Instructions —
a - Write out the part of the article on Iraq and the Islamic State starting at "Beating the Islamic" and ending at "the Islamic State.", word for word.
b - Repeat the lines of the rows verbatim, starting at the line that contains "woman in red" and ending at the last line of the rows, with both included.

Beating the Islamic State Won’t Fix Iraq .
By Dr. Elie Abouaoun
Published in the "Foreign Policy" on July 8th, 2015.
The country's extremist problem goes way beyond ISIS. And unless the state fixes its governance troubles, it will have to fight this war all over again
Last spring, it would have been difficult for the world to imagine
large chunks of Iraq falling
into the hands of the Islamic State.
But the group’s presence — through the fall of Mosul, its expansion into Syria’s civil war, and its claiming
responsibility for attacks
around the world
— has all but become
the singular representation of Muslim radicalism, even though it has only commanded the world’s attention for just over a year. The circumstances that incubate this kind of ideological radicalization, however, are much older than the Islamic
State — and
they will almost
surely outlast it.
Unless the Iraqi
government, with the help of the international community, is able to engage in legitimate state development and governance in
the
region, militant extremism
will continue to rush in and fill the resulting
social and political vacuums.
The U.S.-led military
campaign — despite
some successes — has struggled
to push the group back. To actually help
Iraq defeat the Islamic State,
however, the United
States needs to diversify its approach. Fighting the kind of radicalization epitomized by the Islamic
State means addressing the base problem: the lack of legitimate governance structures that provide citizens
with opportunities for prosperity. Iraq cannot achieve this level
of legitimacy without
help and investment in the country’s economic and social infrastructure. If the United
States wants Iraq to overcome
this challenge, it needs to help Iraqis
rebuild an inclusive governance model as well as educational and economic opportunities in a way that benefits
all constituents — or face the possibility of groups violently
fracturing off to tend to the needs that their government cannot.

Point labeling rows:
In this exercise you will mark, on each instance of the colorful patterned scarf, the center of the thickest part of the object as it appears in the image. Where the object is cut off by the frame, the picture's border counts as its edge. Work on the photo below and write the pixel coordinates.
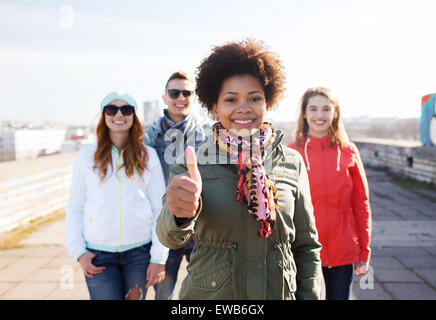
(254, 188)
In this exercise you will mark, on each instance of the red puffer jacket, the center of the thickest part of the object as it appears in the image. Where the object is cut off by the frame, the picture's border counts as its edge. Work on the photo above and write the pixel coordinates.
(340, 197)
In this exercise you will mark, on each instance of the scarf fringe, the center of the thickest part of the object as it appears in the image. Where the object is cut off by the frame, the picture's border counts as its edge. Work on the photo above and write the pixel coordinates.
(253, 184)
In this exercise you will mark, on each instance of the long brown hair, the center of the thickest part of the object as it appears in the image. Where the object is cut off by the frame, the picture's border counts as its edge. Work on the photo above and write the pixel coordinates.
(337, 132)
(135, 155)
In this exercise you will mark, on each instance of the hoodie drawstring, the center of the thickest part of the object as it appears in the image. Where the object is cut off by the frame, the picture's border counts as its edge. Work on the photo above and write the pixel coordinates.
(338, 168)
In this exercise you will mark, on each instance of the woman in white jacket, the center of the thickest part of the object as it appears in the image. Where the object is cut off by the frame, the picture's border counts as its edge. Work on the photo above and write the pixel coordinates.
(114, 201)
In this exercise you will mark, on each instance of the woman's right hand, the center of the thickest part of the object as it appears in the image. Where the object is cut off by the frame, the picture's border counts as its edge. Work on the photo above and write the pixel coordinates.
(89, 269)
(183, 192)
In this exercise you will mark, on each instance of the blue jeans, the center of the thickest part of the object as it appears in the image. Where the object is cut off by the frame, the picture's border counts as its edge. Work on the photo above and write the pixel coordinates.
(124, 271)
(165, 289)
(338, 282)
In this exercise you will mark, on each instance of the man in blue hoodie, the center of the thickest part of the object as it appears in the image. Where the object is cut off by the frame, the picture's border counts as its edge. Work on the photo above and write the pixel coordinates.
(170, 135)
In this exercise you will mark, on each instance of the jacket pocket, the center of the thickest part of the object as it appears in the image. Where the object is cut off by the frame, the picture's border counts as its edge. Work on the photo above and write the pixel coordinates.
(213, 278)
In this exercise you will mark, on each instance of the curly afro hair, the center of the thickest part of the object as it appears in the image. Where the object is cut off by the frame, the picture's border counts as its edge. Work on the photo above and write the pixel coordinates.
(245, 57)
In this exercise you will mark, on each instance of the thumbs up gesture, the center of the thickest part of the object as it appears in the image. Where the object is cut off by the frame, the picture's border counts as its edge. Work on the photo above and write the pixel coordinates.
(183, 192)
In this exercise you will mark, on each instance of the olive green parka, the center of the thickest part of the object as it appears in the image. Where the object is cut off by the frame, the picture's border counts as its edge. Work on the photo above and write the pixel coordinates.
(230, 260)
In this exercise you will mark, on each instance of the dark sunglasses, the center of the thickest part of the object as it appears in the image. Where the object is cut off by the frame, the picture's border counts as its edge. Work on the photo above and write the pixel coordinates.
(112, 110)
(174, 93)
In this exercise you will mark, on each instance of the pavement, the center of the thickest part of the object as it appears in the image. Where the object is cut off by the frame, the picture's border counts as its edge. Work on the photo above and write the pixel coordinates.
(402, 263)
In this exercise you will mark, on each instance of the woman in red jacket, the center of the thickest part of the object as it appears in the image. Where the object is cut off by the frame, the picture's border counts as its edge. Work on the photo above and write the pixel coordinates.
(339, 191)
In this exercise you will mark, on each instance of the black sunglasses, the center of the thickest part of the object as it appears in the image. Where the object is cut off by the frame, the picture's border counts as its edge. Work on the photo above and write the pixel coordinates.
(112, 110)
(174, 93)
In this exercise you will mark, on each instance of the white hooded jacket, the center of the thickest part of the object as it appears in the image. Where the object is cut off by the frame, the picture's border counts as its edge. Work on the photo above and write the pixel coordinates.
(116, 214)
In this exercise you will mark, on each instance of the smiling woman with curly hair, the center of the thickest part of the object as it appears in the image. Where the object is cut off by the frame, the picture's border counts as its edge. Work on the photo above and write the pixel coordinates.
(245, 57)
(250, 215)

Solutions to the exercise —
a -
Beating the Islamic State Won’t Fix Iraq .
By Dr. Elie Abouaoun
Published in the "Foreign Policy" on July 8th, 2015.
The country's extremist problem goes way beyond ISIS. And unless the state fixes its governance troubles, it will have to fight this war all over again
Last spring, it would have been difficult for the world to imagine
large chunks of Iraq falling
into the hands of the Islamic State.

b -
In this exercise you will mark, on each instance of the woman in red jacket, the center of the thickest part of the object as it appears in the image. Where the object is cut off by the frame, the picture's border counts as its edge. Work on the photo above and write the pixel coordinates.
(339, 191)
In this exercise you will mark, on each instance of the black sunglasses, the center of the thickest part of the object as it appears in the image. Where the object is cut off by the frame, the picture's border counts as its edge. Work on the photo above and write the pixel coordinates.
(112, 110)
(174, 93)
In this exercise you will mark, on each instance of the white hooded jacket, the center of the thickest part of the object as it appears in the image. Where the object is cut off by the frame, the picture's border counts as its edge. Work on the photo above and write the pixel coordinates.
(116, 214)
In this exercise you will mark, on each instance of the smiling woman with curly hair, the center of the thickest part of the object as it appears in the image. Where the object is cut off by the frame, the picture's border counts as its edge. Work on the photo above and write the pixel coordinates.
(245, 57)
(250, 215)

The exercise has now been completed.